Rewrite the rows below with "Place a pin on each instance" changed to "Mark every occurrence with a pin" everywhere it occurs, keeping every other part of them the same.

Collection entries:
⁂
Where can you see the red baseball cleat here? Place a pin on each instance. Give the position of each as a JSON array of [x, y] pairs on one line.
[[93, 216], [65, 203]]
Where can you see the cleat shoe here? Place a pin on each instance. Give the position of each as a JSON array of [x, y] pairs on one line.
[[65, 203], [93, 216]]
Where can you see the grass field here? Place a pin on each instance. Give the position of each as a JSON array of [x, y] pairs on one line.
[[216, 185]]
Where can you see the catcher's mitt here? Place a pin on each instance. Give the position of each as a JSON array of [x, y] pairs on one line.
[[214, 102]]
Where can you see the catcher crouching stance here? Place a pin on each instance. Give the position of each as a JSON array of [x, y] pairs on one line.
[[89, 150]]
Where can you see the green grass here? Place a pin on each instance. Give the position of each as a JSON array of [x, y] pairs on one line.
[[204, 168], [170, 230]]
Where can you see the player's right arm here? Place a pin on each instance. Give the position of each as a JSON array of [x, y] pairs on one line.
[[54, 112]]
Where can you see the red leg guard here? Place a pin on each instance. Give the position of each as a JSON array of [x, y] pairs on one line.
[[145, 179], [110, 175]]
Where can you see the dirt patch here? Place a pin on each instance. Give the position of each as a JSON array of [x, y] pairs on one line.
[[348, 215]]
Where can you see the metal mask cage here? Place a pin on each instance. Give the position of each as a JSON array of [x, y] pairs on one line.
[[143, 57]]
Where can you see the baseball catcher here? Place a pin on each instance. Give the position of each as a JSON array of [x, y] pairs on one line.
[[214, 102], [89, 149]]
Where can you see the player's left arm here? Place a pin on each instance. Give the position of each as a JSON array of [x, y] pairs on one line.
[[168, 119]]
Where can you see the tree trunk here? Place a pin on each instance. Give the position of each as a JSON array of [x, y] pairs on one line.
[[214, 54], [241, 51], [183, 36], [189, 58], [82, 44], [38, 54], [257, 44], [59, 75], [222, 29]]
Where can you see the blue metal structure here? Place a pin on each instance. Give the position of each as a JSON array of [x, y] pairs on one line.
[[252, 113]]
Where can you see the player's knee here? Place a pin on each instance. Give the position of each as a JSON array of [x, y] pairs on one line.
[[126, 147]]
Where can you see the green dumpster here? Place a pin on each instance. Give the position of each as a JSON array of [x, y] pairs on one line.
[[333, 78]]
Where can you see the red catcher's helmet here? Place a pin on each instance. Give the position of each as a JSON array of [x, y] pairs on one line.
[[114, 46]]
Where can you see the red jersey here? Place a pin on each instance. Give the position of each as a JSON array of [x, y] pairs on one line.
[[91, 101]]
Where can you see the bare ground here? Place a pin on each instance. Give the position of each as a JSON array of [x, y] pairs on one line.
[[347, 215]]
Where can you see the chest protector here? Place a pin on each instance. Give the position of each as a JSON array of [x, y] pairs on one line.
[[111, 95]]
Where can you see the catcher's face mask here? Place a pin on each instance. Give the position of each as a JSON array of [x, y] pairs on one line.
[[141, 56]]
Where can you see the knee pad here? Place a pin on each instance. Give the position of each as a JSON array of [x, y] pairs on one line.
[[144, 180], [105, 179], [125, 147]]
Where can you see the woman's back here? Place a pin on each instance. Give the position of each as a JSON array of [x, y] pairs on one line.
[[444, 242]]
⁂
Reply ->
Where can you see the red baseball cleat here? Mark every occurrence with a pin. Give the position of each as a JSON array of [x, y] pairs on one line.
[[93, 216], [65, 203]]
Where can you see the cleat shoe here? Mark every occurrence with a pin. Give the position of each as a JSON array of [x, y] pairs on one line.
[[65, 203], [93, 216]]
Where can you see the grass field here? Mark every occurrence with a pin. Give the position of each as a JSON array of [x, y] pairs on one line.
[[216, 185]]
Where can you see the catcher's mitt here? Mark every occurrence with a pin. Give the position of each as a JSON array of [x, y] pairs on one line.
[[214, 102]]
Where can you see the catcher crouching stance here? Mark every occurrence with a pin. Give the position of each as a JSON array of [x, y] pairs on one line.
[[89, 150]]
Where can you see the green grass here? Mark every occurrence with a pin. Give the position of each as a JSON array of [x, y] pairs on one line.
[[204, 168], [170, 230]]
Where can you see the player's right arm here? Mark every occurrence with a pin. Give the position of each as a JSON array of [x, y] pairs on one line.
[[54, 112]]
Where can you see the red leg guard here? Mark every occurrence with a pin. Give the position of each as a JSON array of [x, y] pairs on one line.
[[145, 179], [110, 175]]
Where can you see the dirt patch here? Mark every occurrence with a pin. Give the position of each as a JSON array of [x, y] pairs on one line.
[[348, 215]]
Where can you see the metal mask cage here? Mark every occurrence with a pin. Give the position of each as a JSON array of [x, y] pairs on one line.
[[143, 57]]
Where can you see the baseball catcher here? Mark every occurrence with a pin. Give the position of each as a JSON array of [x, y] pairs on one line.
[[214, 102], [89, 149]]
Where can you see the player's left arm here? Mark every occurrence with a pin. Give the position of each as a JSON array of [x, y] pairs on one line.
[[168, 119]]
Where can you see the tree trunk here? Mark every occurrence with a pin. Give the position of each as a JSON array of [x, y] pairs on one line.
[[214, 54], [241, 51], [183, 36], [189, 58], [82, 44], [38, 54], [257, 44], [59, 75], [222, 29]]
Where can you see the blue metal structure here? Mark every occurrence with a pin. Give the position of each as a JSON array of [x, y] pairs on one line.
[[252, 113]]
Where can you see the player's knee here? Mark every occurrence with a pin. Give the position of each as a JSON array of [x, y] pairs on one line.
[[126, 147]]
Where can you see the green dumpster here? Mark every occurrence with a pin. Give the position of each as a JSON array of [x, y] pairs on one line.
[[333, 78]]
Where can you see the red catcher's helmet here? Mark every occurrence with a pin. Give the position of each as a JSON array of [x, y] pairs on one line.
[[114, 46]]
Where can you see the red jersey here? Mark every occurrence with a pin. Give the position of each as a JSON array of [x, y] pairs on one line.
[[91, 101]]
Where can you see the bare ground here? Mark every occurrence with a pin. Give the position of each as a JSON array of [x, y] pairs on one line.
[[347, 215]]
Where can you see the chest protector here? Mark every occurrence with a pin. Give the position of each as a JSON array of [x, y] pairs on one line.
[[111, 95]]
Where can you see the catcher's face mask here? Mark every occurrence with a pin. Give the position of each as a JSON array of [x, y] pairs on one line.
[[141, 56]]
Where can you see the knee pad here? Mark every occurrence with a pin. Give the position of each as a JSON array of [x, y] pairs on one line.
[[144, 180], [105, 179], [125, 147]]
Where can you see the woman's back here? Mark every occurrence with a pin. Give the position of each as a JSON array of [x, y] pairs on one line.
[[444, 242]]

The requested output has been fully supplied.